§ **Goal of the exercise**
Extract all records. Keep each one exact.

[Saved data entries]

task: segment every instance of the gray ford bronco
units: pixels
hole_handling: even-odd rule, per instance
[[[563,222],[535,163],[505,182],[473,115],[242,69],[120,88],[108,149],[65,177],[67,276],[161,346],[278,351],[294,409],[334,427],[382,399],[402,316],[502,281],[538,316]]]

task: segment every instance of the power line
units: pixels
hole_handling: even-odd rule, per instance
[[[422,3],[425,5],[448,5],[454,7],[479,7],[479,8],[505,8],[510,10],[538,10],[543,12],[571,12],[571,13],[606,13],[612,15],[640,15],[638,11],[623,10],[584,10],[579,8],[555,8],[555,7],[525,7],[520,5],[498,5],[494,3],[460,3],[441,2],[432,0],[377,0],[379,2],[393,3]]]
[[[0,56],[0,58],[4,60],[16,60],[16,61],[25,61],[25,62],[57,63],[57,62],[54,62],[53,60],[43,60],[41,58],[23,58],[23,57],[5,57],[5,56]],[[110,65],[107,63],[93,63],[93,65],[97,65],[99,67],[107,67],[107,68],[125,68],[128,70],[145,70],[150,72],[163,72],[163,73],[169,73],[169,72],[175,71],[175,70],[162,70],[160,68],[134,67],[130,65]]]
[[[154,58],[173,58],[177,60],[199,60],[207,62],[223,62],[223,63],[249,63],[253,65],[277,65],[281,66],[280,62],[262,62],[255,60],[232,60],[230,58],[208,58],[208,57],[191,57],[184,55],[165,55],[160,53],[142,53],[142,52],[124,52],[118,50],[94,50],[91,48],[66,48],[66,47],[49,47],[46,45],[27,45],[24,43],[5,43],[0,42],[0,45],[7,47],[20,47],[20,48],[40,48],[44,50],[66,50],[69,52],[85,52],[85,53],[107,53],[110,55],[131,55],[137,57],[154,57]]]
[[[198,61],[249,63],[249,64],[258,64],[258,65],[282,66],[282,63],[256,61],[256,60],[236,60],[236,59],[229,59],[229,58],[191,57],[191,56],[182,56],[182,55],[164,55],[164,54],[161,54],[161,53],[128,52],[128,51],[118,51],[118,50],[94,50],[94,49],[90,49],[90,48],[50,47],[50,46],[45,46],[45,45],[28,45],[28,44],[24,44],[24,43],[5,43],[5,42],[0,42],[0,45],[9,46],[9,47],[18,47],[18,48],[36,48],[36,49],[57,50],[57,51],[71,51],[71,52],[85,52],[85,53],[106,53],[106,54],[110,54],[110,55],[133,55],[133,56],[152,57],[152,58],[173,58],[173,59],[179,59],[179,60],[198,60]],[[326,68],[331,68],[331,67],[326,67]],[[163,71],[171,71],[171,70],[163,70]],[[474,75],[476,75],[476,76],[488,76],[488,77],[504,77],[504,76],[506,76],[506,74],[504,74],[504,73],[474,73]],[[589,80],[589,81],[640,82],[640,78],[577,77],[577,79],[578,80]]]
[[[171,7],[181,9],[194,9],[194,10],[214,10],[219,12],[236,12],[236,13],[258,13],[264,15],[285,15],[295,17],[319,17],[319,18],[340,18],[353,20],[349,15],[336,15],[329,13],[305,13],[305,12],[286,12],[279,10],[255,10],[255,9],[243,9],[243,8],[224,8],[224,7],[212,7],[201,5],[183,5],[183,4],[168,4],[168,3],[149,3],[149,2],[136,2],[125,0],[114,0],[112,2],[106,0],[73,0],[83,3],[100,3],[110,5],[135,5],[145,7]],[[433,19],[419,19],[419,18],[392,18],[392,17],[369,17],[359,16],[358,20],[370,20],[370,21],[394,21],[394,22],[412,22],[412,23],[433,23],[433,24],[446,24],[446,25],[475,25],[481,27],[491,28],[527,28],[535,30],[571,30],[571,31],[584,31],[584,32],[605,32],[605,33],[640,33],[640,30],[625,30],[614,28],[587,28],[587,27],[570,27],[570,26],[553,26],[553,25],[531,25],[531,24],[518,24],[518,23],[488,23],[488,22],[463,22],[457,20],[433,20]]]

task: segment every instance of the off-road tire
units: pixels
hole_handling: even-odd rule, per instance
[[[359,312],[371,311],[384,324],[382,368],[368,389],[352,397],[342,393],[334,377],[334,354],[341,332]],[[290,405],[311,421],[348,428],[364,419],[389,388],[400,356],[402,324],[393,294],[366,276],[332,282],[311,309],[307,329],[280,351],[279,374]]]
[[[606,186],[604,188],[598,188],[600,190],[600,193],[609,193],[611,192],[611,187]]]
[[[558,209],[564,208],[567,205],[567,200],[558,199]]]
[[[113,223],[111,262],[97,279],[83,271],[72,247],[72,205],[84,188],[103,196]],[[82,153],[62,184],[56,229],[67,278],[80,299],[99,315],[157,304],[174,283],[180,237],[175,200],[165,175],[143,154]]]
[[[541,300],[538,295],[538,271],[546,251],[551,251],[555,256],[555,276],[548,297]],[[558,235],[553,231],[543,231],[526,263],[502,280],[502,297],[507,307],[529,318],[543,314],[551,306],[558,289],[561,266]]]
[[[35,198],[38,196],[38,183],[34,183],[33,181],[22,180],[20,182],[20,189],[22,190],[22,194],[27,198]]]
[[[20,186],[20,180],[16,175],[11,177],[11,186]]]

§ **Reply to the task**
task: segment every instance of the gray ford bronco
units: pixels
hole_handling: even-odd rule, per instance
[[[563,222],[535,163],[505,182],[473,115],[242,69],[120,88],[108,149],[65,177],[67,276],[161,346],[278,351],[294,409],[334,427],[382,399],[402,316],[502,281],[538,316]]]

task: segment every instance of the power line
units: pixels
hole_handling: even-odd rule, per instance
[[[422,3],[425,5],[448,5],[454,7],[479,7],[479,8],[505,8],[510,10],[538,10],[543,12],[571,12],[571,13],[606,13],[612,15],[640,15],[638,11],[623,10],[584,10],[579,8],[555,8],[555,7],[525,7],[520,5],[498,5],[494,3],[460,3],[441,2],[432,0],[377,0],[379,2],[393,3]]]
[[[0,56],[0,58],[4,60],[16,60],[16,61],[25,61],[25,62],[57,63],[57,62],[54,62],[53,60],[43,60],[41,58],[23,58],[23,57],[5,57],[5,56]],[[110,65],[107,63],[93,63],[93,65],[97,65],[99,67],[107,67],[107,68],[125,68],[128,70],[145,70],[150,72],[163,72],[163,73],[169,73],[169,72],[175,71],[175,70],[162,70],[160,68],[134,67],[130,65]]]
[[[154,58],[173,58],[177,60],[199,60],[207,62],[223,62],[223,63],[249,63],[253,65],[277,65],[281,66],[280,62],[262,62],[255,60],[232,60],[230,58],[208,58],[208,57],[191,57],[184,55],[165,55],[160,53],[142,53],[142,52],[124,52],[118,50],[94,50],[91,48],[66,48],[66,47],[49,47],[46,45],[27,45],[24,43],[5,43],[0,42],[0,45],[7,47],[20,47],[20,48],[40,48],[44,50],[66,50],[69,52],[85,52],[85,53],[107,53],[110,55],[131,55],[137,57],[154,57]]]
[[[198,61],[249,63],[249,64],[258,64],[258,65],[282,66],[282,63],[256,61],[256,60],[236,60],[236,59],[229,59],[229,58],[191,57],[191,56],[182,56],[182,55],[164,55],[164,54],[161,54],[161,53],[128,52],[128,51],[118,51],[118,50],[94,50],[94,49],[90,49],[90,48],[50,47],[50,46],[45,46],[45,45],[28,45],[28,44],[24,44],[24,43],[5,43],[5,42],[0,42],[0,45],[9,46],[9,47],[18,47],[18,48],[36,48],[36,49],[57,50],[57,51],[71,51],[71,52],[85,52],[85,53],[106,53],[106,54],[110,54],[110,55],[133,55],[133,56],[152,57],[152,58],[173,58],[173,59],[179,59],[179,60],[198,60]],[[326,68],[331,68],[331,67],[326,67]],[[163,71],[171,71],[171,70],[163,70]],[[474,75],[476,75],[476,76],[488,76],[488,77],[504,77],[504,76],[506,76],[506,74],[504,74],[504,73],[474,73]],[[589,80],[589,81],[640,82],[640,78],[577,77],[577,79],[578,80]]]
[[[171,7],[181,9],[194,9],[194,10],[214,10],[219,12],[236,12],[236,13],[258,13],[264,15],[285,15],[295,17],[319,17],[319,18],[340,18],[353,20],[349,15],[336,15],[329,13],[305,13],[305,12],[286,12],[279,10],[255,10],[255,9],[243,9],[243,8],[224,8],[224,7],[212,7],[201,5],[183,5],[183,4],[168,4],[168,3],[149,3],[149,2],[136,2],[125,0],[114,0],[112,2],[106,0],[73,0],[83,3],[100,3],[110,5],[135,5],[145,7]],[[433,19],[419,19],[419,18],[392,18],[392,17],[369,17],[359,16],[358,20],[370,20],[370,21],[394,21],[394,22],[412,22],[412,23],[433,23],[433,24],[446,24],[446,25],[475,25],[481,27],[491,28],[527,28],[535,30],[571,30],[571,31],[584,31],[584,32],[605,32],[605,33],[640,33],[640,30],[625,30],[614,28],[587,28],[587,27],[570,27],[570,26],[553,26],[553,25],[531,25],[531,24],[518,24],[518,23],[488,23],[488,22],[463,22],[457,20],[433,20]]]

task: segment every instance of the off-road tire
units: pixels
hole_handling: even-odd rule, per instance
[[[359,312],[371,311],[384,324],[382,368],[368,389],[352,397],[342,393],[334,377],[334,354],[341,332]],[[290,405],[311,421],[348,428],[364,419],[389,388],[400,356],[402,324],[393,294],[366,276],[332,282],[311,309],[307,329],[280,351],[279,374]]]
[[[606,186],[604,188],[598,188],[600,190],[600,193],[609,193],[611,192],[611,187]]]
[[[558,209],[564,208],[567,205],[567,200],[558,199]]]
[[[113,223],[111,262],[97,279],[83,271],[72,247],[72,205],[84,188],[103,196]],[[82,153],[62,184],[56,229],[67,278],[80,299],[99,315],[157,304],[174,283],[180,237],[175,200],[165,175],[143,154]]]
[[[541,300],[538,295],[538,271],[546,251],[551,251],[555,256],[555,276],[548,297]],[[558,235],[553,231],[543,231],[526,263],[502,280],[502,297],[507,307],[529,318],[543,314],[551,306],[558,289],[561,266]]]
[[[35,198],[38,196],[38,183],[34,183],[33,181],[22,180],[20,182],[20,189],[22,190],[22,194],[27,198]]]
[[[20,186],[20,180],[16,175],[11,177],[11,186]]]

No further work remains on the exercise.